Start of RECORDS PROVIDED

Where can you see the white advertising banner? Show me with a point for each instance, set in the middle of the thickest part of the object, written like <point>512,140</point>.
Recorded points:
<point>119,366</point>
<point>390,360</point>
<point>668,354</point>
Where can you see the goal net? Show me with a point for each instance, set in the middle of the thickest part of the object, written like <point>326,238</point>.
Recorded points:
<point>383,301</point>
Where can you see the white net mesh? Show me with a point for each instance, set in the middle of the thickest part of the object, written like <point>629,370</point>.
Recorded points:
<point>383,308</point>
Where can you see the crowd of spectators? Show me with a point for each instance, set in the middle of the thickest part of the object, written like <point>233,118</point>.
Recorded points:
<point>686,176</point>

End of RECORDS PROVIDED
Start of RECORDS PROVIDED

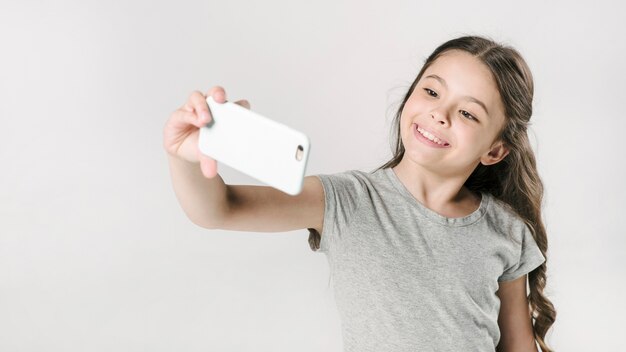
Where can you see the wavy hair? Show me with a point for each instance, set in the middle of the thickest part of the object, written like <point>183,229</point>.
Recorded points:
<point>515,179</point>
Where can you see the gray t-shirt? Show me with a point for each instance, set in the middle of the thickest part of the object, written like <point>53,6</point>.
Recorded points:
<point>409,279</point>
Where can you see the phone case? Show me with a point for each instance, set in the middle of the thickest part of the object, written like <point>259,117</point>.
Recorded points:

End of RECORDS PROVIDED
Start of RECORDS PROVIDED

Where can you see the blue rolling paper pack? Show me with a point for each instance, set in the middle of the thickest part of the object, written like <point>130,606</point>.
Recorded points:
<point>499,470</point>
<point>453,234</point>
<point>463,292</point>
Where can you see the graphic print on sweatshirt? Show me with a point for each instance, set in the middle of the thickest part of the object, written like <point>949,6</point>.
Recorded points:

End of RECORDS PROVIDED

§ TASK BRIEF
Check every line above for the string "white" and copy those that have it.

§ WRITTEN RESPONSE
Where can you see the white advertising banner? Show me with a point for each instance, set in the middle of the thickest part of the object, written like <point>512,140</point>.
Where can you see the white net mesh? Show me with a point for each instance, set in the middle of the thickest part of the object, written like <point>629,370</point>.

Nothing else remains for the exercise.